Source material below:

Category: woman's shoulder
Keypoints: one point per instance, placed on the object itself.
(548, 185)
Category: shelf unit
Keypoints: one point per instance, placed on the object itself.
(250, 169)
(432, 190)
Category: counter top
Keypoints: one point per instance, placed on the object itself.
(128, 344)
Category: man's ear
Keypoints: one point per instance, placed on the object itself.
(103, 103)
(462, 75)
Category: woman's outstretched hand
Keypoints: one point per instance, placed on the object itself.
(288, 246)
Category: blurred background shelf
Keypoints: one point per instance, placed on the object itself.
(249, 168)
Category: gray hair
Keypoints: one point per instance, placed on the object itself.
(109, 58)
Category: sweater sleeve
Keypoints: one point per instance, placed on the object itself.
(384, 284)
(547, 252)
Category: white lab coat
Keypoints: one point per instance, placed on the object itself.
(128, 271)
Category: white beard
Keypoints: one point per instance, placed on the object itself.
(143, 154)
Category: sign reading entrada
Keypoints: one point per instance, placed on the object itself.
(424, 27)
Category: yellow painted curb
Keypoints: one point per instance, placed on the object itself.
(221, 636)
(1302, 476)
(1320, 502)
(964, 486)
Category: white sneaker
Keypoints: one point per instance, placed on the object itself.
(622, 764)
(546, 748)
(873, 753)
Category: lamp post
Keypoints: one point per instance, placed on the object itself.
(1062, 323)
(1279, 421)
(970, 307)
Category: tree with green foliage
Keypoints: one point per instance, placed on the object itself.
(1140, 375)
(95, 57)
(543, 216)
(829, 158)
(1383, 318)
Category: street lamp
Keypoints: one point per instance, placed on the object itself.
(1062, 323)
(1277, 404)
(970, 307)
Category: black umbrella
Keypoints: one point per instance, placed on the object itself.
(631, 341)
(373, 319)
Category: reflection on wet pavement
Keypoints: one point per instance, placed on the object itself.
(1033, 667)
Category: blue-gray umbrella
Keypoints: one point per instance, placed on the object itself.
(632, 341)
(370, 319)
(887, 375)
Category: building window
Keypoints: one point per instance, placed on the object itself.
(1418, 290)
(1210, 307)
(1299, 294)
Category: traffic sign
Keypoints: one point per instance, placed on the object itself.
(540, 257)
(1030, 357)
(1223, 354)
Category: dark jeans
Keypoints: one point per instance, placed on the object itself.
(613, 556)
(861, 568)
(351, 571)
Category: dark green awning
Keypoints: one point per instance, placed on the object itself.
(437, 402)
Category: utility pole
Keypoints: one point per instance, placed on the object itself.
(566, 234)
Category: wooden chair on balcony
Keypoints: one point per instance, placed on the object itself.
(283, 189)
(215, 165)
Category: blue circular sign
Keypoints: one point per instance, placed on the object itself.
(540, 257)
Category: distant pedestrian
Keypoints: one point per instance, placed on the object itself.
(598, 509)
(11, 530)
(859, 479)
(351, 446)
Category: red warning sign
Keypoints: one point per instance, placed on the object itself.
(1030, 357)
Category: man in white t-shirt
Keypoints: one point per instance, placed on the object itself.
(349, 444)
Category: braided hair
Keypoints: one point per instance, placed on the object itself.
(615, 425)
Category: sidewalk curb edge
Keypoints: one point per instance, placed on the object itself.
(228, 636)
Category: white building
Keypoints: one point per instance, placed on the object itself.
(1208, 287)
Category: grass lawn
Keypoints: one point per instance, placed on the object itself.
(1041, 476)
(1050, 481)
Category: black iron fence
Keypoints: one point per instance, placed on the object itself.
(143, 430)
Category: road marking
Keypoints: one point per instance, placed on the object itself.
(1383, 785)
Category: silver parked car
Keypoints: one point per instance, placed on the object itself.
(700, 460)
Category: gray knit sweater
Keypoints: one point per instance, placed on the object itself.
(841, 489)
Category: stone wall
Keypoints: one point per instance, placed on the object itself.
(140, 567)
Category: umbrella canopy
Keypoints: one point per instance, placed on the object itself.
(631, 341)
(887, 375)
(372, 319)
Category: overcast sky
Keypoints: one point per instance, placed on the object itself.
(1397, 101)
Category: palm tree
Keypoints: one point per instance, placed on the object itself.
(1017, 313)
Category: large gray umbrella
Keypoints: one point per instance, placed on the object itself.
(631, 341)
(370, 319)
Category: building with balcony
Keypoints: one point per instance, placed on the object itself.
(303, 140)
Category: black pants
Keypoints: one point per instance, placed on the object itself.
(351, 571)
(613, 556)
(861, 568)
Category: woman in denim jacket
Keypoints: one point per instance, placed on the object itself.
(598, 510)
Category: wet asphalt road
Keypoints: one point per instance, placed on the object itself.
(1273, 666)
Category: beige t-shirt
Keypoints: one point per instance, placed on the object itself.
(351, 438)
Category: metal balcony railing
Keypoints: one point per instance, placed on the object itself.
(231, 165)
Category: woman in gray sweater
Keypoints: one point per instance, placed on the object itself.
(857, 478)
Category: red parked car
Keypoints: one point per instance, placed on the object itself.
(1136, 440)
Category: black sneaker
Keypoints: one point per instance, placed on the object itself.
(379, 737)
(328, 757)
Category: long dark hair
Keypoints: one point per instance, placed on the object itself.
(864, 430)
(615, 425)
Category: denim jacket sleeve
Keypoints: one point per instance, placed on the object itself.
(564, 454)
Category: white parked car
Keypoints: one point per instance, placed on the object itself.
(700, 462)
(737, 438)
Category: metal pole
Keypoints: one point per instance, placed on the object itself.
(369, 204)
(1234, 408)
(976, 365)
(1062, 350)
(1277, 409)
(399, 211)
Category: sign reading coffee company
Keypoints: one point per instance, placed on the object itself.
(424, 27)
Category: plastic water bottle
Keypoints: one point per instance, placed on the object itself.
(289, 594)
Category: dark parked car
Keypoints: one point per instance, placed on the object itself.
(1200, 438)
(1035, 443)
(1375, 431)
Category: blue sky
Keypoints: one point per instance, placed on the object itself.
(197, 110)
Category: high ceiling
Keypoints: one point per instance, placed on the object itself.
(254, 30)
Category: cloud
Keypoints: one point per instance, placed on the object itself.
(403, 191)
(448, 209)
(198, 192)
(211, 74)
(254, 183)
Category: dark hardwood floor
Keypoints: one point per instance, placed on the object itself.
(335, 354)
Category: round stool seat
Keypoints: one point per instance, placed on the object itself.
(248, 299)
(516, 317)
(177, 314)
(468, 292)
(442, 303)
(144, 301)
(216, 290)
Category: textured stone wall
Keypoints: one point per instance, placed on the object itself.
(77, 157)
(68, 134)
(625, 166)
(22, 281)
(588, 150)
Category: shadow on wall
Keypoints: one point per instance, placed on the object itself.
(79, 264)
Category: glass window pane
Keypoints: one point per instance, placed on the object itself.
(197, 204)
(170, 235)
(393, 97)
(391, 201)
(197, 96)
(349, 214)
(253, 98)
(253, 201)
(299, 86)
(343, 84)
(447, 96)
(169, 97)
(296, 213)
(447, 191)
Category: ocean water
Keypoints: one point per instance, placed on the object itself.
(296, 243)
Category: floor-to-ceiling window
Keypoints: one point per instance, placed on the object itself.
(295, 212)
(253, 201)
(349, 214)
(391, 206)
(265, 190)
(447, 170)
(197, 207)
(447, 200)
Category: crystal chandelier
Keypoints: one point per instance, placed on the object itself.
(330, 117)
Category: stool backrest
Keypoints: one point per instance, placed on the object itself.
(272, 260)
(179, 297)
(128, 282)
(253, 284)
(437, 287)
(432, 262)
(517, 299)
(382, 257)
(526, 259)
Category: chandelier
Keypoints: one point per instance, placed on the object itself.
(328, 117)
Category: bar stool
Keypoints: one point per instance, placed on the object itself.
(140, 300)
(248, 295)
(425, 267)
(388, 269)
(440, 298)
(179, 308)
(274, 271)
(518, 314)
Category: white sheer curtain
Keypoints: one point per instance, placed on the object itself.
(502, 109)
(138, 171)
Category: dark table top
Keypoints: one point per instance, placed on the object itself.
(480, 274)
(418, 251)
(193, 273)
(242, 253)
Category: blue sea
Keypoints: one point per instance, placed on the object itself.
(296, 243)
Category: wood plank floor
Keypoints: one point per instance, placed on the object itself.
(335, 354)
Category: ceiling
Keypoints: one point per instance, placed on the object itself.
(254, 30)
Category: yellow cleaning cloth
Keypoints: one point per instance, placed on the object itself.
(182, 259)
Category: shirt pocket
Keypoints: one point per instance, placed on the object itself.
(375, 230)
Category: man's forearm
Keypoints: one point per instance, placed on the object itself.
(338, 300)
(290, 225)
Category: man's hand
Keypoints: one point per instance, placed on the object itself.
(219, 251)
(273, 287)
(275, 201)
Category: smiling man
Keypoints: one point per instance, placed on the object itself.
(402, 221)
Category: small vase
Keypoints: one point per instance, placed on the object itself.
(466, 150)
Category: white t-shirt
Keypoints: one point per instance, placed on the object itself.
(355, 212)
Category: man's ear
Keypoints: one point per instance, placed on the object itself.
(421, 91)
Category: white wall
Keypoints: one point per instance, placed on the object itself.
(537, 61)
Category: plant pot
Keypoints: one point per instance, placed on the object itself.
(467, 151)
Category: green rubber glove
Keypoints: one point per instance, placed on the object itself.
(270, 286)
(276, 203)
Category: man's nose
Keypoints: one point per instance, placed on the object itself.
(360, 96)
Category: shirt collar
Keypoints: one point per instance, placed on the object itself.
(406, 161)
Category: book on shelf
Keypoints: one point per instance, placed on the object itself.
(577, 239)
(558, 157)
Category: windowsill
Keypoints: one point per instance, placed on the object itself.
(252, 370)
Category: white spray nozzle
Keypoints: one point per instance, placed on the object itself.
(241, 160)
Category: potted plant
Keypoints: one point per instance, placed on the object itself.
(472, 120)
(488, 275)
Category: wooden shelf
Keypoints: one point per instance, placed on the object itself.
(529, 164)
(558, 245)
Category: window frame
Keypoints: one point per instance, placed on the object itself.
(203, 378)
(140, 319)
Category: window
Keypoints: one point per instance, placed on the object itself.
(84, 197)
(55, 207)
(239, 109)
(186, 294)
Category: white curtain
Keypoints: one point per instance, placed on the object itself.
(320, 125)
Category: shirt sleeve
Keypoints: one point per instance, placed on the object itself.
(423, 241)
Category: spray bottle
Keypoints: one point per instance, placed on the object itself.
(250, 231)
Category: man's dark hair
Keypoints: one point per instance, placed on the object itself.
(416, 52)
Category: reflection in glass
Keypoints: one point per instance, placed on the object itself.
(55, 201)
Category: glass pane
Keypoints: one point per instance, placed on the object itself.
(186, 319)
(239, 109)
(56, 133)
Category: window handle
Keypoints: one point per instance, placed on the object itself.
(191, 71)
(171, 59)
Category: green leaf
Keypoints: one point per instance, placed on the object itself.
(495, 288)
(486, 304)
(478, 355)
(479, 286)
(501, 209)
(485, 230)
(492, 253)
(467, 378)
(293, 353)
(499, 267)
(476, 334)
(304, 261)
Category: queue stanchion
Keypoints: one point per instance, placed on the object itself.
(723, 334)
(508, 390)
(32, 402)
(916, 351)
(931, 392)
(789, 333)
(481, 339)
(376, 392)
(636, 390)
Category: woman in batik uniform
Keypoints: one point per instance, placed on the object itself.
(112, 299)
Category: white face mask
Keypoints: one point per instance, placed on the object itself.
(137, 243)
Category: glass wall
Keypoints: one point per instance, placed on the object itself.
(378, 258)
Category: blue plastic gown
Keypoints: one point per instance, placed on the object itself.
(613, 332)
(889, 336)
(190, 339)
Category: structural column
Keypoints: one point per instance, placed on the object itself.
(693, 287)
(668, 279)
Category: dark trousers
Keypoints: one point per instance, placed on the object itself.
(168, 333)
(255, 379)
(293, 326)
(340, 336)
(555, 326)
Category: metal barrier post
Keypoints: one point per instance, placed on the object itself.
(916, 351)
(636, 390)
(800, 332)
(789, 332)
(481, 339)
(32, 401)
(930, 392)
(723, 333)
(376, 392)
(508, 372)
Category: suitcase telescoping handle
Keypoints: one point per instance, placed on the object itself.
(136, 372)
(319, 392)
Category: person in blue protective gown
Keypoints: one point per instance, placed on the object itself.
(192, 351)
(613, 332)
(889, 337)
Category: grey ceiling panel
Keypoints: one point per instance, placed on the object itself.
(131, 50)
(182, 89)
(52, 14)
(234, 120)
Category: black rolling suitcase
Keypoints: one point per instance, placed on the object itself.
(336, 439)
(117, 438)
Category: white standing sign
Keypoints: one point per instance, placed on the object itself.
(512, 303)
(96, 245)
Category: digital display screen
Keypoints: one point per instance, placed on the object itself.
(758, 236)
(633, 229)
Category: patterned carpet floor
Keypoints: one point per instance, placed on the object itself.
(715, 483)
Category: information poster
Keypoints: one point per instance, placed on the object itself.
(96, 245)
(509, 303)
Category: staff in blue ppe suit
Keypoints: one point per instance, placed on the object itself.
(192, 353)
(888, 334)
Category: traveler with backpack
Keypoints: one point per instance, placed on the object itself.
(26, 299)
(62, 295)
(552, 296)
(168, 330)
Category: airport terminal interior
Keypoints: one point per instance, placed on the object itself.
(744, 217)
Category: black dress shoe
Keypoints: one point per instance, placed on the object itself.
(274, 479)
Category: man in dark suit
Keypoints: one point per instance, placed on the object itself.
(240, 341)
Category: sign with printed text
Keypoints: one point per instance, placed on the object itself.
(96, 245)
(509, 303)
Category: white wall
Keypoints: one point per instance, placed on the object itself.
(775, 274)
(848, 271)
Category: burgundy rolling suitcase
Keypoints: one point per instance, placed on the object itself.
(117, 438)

End of Source material.

▶ [What you have to do] Determine how many lines in the records above have the string "bottle". Only the number should be returned.

▶ [Solution to this problem] 2